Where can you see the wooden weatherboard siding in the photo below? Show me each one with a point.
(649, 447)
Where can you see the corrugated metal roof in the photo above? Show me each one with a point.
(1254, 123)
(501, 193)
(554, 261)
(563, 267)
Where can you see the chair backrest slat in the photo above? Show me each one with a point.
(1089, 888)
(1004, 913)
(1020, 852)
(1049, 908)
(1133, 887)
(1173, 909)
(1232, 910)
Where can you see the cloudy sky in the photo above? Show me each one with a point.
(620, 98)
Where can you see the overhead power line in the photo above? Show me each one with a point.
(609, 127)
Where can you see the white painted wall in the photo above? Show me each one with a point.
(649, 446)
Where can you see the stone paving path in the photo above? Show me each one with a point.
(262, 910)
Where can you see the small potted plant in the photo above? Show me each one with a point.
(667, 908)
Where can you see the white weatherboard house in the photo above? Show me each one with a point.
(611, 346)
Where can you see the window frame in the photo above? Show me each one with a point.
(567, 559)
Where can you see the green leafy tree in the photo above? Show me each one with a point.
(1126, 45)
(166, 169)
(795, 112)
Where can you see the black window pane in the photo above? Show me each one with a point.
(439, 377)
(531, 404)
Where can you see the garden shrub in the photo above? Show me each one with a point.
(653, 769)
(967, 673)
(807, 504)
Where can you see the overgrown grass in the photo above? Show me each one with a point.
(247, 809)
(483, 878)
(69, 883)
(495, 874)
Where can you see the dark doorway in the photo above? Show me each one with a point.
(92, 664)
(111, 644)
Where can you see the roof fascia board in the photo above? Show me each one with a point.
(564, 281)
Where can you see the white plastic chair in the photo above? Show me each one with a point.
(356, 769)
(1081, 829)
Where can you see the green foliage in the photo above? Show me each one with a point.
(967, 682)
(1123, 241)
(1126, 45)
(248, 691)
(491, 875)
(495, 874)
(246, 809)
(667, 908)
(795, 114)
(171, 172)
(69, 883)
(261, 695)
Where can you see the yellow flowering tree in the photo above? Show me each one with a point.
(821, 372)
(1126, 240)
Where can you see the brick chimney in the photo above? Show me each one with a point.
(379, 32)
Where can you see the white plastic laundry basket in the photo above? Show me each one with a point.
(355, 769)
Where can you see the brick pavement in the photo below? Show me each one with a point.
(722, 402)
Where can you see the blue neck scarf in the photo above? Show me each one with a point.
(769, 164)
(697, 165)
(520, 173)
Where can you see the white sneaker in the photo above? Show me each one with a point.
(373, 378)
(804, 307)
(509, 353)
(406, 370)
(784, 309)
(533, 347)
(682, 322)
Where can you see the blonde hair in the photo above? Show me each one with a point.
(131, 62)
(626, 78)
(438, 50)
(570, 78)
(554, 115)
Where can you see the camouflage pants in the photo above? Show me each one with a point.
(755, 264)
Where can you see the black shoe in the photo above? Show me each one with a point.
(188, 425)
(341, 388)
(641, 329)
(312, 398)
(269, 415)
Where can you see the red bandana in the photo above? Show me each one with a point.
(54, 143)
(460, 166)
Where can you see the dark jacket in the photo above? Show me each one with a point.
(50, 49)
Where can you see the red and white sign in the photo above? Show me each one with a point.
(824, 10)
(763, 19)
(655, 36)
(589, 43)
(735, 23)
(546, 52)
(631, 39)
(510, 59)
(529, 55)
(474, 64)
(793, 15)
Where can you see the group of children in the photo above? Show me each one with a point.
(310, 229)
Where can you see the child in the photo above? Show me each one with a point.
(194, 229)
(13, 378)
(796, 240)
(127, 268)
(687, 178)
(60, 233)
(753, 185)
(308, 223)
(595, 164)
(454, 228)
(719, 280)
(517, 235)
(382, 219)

◆ **THE REQUEST**
Starting at the line that has "Where can you see the small" and stopping after the line that has "(1081, 829)", write those lines out again with "weatherboard" swapped for "clapboard" and nothing else changed. Give only these lines.

◆ **EXERCISE ANSWER**
Where can you see the small potted plant in the photo above? Show me each one with a point.
(667, 908)
Where can you see the white clapboard house in the photo above? Show me each one with a point.
(611, 346)
Where can you see the window frame in the photo above? Show me each one with a point.
(567, 559)
Where can you see the green leafy tree in the photo above? Show me each one with a point.
(1126, 45)
(166, 169)
(795, 112)
Where can you see the black window pane in the photo above? Show me each one with a point.
(439, 377)
(531, 404)
Where can you see the garden shrub in the photo above? Show me each one with a point.
(653, 769)
(967, 673)
(807, 504)
Where can you see the overgrown grass in the photo above? Show me each one with a point.
(247, 809)
(483, 878)
(69, 883)
(495, 874)
Where can you see the dark doorway in the photo above? Show me each one with a point.
(92, 664)
(111, 644)
Where can you see the roof fascia board in the photo above? Show me each one with a point.
(564, 281)
Where can you see the white plastic chair in the photo above? Show me each one with a point.
(356, 769)
(1081, 829)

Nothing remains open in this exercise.